Repeat exactly the lines that run from the one containing "Task: mark each instance of the yellow" to the end of the data, and leave out all others.

• [Stored items from a collection]
# # # # #
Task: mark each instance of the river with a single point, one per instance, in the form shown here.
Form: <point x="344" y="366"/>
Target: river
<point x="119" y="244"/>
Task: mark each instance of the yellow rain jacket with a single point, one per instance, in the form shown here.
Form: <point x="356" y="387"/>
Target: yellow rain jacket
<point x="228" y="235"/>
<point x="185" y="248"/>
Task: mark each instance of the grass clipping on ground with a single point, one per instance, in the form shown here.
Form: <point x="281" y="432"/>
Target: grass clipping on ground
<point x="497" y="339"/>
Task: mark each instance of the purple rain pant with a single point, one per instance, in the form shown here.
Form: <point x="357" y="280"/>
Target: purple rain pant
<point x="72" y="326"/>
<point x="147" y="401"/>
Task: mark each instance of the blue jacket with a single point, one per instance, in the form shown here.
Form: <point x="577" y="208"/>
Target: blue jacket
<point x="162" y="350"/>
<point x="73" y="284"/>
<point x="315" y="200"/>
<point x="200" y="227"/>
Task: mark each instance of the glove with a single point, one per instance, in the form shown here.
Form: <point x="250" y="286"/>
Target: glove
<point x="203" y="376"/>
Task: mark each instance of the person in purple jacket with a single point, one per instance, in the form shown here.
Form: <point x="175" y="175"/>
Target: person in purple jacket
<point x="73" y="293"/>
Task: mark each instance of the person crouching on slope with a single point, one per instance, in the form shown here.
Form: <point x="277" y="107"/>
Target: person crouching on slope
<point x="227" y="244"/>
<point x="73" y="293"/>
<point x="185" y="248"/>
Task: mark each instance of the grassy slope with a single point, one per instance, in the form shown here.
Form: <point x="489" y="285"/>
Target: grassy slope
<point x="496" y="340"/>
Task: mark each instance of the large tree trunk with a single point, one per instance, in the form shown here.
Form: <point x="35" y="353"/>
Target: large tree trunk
# # # # #
• [WRITTEN ANSWER]
Task: mark each instance of the yellow rain jacket with a single point, one per instance, in the form shown here.
Form: <point x="356" y="387"/>
Target: yellow rain jacket
<point x="228" y="235"/>
<point x="185" y="248"/>
Task: mark each instance of the grass clipping on ground with a single point, one per instance, in the form shown here.
Form: <point x="281" y="432"/>
Target: grass clipping on ground
<point x="497" y="339"/>
Task: mark each instance of the purple rain pant with a single point, one per instance, in the form shown here.
Form: <point x="357" y="280"/>
Target: purple rain pant
<point x="72" y="326"/>
<point x="147" y="401"/>
Task: mark each instance of the blue jacket with a single point, one per instance, in the form shown here.
Form: <point x="577" y="208"/>
Target: blue jacket
<point x="162" y="350"/>
<point x="73" y="284"/>
<point x="315" y="200"/>
<point x="200" y="227"/>
Task: mark each instance of the glove with a single point, one per instance, in the form shown here.
Form: <point x="250" y="286"/>
Target: glove
<point x="203" y="376"/>
Task: mark each instance of the person in purple jacket with a single point, one per instance, in the form shown here.
Form: <point x="175" y="175"/>
Target: person in purple jacket
<point x="73" y="293"/>
Task: mark each instance of the person crouching on slope with a single point, one per instance, in the form shown here.
Form: <point x="277" y="107"/>
Target: person crouching on slope
<point x="227" y="244"/>
<point x="73" y="293"/>
<point x="185" y="248"/>
Task: mark each instance of the grassy slope with a single point, one per instance, in the form shown here.
Form: <point x="489" y="285"/>
Target: grassy slope
<point x="496" y="340"/>
Task: mark each instance of the large tree trunk with a single point, one per instance, in the form shown here.
Form: <point x="35" y="353"/>
Target: large tree trunk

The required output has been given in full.